What the exercise asks: This exercise calls for the whole listing to be given again exactly, without images.

Records for the task:
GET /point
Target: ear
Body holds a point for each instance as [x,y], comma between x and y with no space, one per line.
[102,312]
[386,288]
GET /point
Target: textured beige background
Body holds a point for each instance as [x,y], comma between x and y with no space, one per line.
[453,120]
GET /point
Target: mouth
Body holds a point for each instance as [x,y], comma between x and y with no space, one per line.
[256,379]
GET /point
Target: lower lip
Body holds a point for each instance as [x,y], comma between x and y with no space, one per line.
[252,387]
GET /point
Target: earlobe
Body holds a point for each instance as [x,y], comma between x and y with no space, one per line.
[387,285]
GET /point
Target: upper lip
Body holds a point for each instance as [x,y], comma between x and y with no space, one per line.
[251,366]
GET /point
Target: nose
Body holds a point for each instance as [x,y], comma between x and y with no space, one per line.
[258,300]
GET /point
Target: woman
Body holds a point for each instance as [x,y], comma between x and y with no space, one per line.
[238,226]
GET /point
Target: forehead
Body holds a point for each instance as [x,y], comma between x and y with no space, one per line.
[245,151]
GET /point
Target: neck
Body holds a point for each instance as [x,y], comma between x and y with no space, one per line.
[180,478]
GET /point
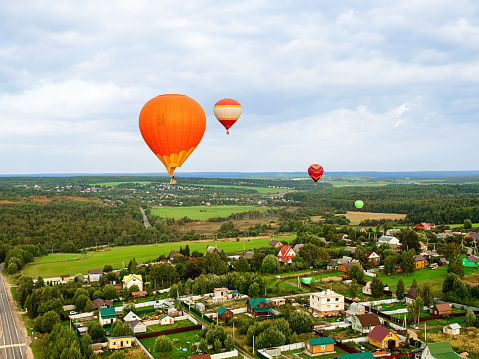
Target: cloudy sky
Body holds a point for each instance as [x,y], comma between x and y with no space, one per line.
[352,85]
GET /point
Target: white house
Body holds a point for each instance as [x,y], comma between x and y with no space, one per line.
[326,303]
[389,240]
[130,317]
[166,319]
[131,280]
[137,327]
[286,254]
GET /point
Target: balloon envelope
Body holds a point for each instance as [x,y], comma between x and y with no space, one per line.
[315,172]
[227,112]
[172,127]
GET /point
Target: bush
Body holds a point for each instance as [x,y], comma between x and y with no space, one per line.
[163,344]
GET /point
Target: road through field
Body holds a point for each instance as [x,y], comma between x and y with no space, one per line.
[12,344]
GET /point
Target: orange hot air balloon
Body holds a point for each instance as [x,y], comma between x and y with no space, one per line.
[227,111]
[172,126]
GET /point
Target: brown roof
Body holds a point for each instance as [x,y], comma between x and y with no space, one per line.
[379,333]
[443,307]
[412,293]
[95,271]
[368,319]
[202,356]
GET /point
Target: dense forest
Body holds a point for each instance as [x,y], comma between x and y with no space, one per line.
[440,204]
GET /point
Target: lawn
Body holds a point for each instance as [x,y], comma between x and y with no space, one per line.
[54,265]
[202,212]
[180,341]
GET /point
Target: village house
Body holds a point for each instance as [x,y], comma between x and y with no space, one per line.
[94,276]
[367,288]
[470,261]
[326,303]
[133,279]
[332,265]
[140,294]
[166,319]
[286,254]
[360,355]
[107,316]
[441,350]
[258,307]
[454,329]
[411,295]
[172,255]
[278,301]
[388,239]
[137,327]
[372,258]
[420,261]
[383,338]
[224,314]
[120,342]
[364,323]
[64,278]
[275,244]
[441,309]
[100,303]
[355,309]
[319,346]
[131,317]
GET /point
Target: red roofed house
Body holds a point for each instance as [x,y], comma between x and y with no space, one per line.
[286,254]
[383,338]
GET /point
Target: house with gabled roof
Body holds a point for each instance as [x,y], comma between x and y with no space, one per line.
[258,307]
[383,338]
[360,355]
[107,316]
[319,346]
[166,319]
[470,261]
[224,313]
[389,240]
[411,295]
[137,326]
[420,261]
[131,280]
[275,244]
[364,323]
[286,254]
[372,258]
[441,309]
[100,303]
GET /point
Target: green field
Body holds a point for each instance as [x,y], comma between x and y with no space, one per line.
[56,264]
[258,189]
[113,184]
[202,212]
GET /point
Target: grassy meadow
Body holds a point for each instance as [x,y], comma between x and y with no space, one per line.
[202,212]
[56,264]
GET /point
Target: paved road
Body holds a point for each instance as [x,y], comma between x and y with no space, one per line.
[12,344]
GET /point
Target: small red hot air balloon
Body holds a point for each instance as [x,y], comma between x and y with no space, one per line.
[227,111]
[315,172]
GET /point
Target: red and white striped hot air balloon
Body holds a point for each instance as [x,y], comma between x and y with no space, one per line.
[227,111]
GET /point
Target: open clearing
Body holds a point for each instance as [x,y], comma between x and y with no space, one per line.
[357,217]
[202,212]
[57,264]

Output for this exercise:
GET /point
Target: ear
Body holds a point for each instance as [x,y], comma between x and y with no space, one per line.
[102,312]
[386,288]
GET /point
Target: textured beige background
Body holds a point for each instance as [x,y], comma between x and y with no space, one per line.
[453,120]
GET /point
Target: mouth
Body holds a point for each instance as [x,y], comma between x and y with no space, one per line.
[256,379]
GET /point
Target: lower lip
Body holds a point for each instance as [x,y], comma between x and y with no space, one per line.
[252,387]
GET /point
Target: earlobe
Body holds a point for each instance as [x,y], comma between x and y with no space, one per line.
[387,285]
GET /point
Target: upper lip
Body holds a point for each instance as [x,y], comma between x and y with no space, one per line.
[251,366]
GET /point
Target: nose
Body holds a point for each instance as [x,y], comma between x and y with no space, one per line.
[258,300]
GET /point
Target: woman
Body holds a point for each instance as [x,y], comma between x and y with no space, one per line.
[238,226]
GET /point
Target: forehead
Body holds a point for each instance as [x,y], comma between x and y with no space, one per line.
[245,151]
GET /point
Target: neck
Body holds a point for each instance as [x,y], comma between x and y with no space, one per line.
[180,478]
GET /point
Target: cloudy sky
Body holds a point for each instance as [x,y], comma between x and y with no space, one per line.
[352,85]
GET /point
Target: white house
Body holds a point for each instance as [x,y], comma between x and y with no space, one per line.
[326,303]
[389,240]
[130,317]
[166,319]
[131,280]
[137,327]
[286,254]
GET /point
Target: balloon envelope
Body holds a point for each instance as [x,y], comma between x and y with no space, one per line.
[315,172]
[227,112]
[172,127]
GET /point
Target: bush
Body holds a point for each instance as [x,y], comma between x and y with no space, one per line.
[163,344]
GET /point
Target: road through field
Body holds a point for each instance as [x,y], comma between x and y with no space, one per line.
[12,344]
GET /point
Target: orange hot air balloon
Body holds a point for each instance as [x,y], comma between x and y with no space, one per line.
[227,111]
[172,126]
GET /point
Target: brown roof
Body holds a point for each instance as [x,y], comma between x and y with no space, one per line.
[379,333]
[443,307]
[412,293]
[95,271]
[368,319]
[202,356]
GET /point
Target: dense forest
Body holds a point for each instance as [x,y], comma between x and y with no space, one per line.
[440,204]
GET /point
Target: lawn
Body holds a point for each instance as [x,y], comma between x and y with no space, one per line.
[54,265]
[202,212]
[180,341]
GET /point
Target: village house
Body holds a point for each instance as [x,y], comma between x and y with no space, one per line.
[94,276]
[367,288]
[470,261]
[326,303]
[133,279]
[332,265]
[140,294]
[166,319]
[286,254]
[360,355]
[107,316]
[441,350]
[258,307]
[454,329]
[411,295]
[172,255]
[278,301]
[388,239]
[137,327]
[372,258]
[420,261]
[383,338]
[224,314]
[120,342]
[364,323]
[64,278]
[275,244]
[441,309]
[100,303]
[355,309]
[319,346]
[131,317]
GET /point
Target: red roofed house
Body holds a point for each instance as [x,y], comma between x and y with no space, one per line.
[286,254]
[383,338]
GET /point
Target: house with gabled roof
Body holds a point for each instance as [x,y], comma between x and y with no space, one per line.
[258,307]
[383,338]
[360,355]
[107,316]
[319,346]
[166,319]
[470,261]
[224,313]
[389,240]
[411,295]
[137,326]
[420,261]
[131,280]
[275,244]
[364,323]
[286,254]
[372,258]
[441,309]
[100,303]
GET /point
Target: green field
Body holds a point for each instance as [x,y], comma between x and y with no space, one per line.
[56,264]
[258,189]
[113,184]
[202,212]
GET /point
Target: grassy meadow
Body holds a point for each instance as [x,y], comma between x and y with no space, one per line.
[202,212]
[56,264]
GET /point
Target: paved road
Body holds a point for each instance as [x,y], comma between x and y with no space, one per line.
[12,344]
GET /point
Target: small red hot air balloon
Body holds a point for each instance as [x,y], comma between x and y with no space, one per line.
[227,111]
[315,172]
GET /point
Target: red and white striped hot air balloon
Body holds a point for each instance as [x,y], comma between x and y with no space, one per line.
[227,111]
GET /point
Target: open clearing
Body holds a point for each instance as [x,y], comma between x and y with no space, one per line.
[357,217]
[202,212]
[57,264]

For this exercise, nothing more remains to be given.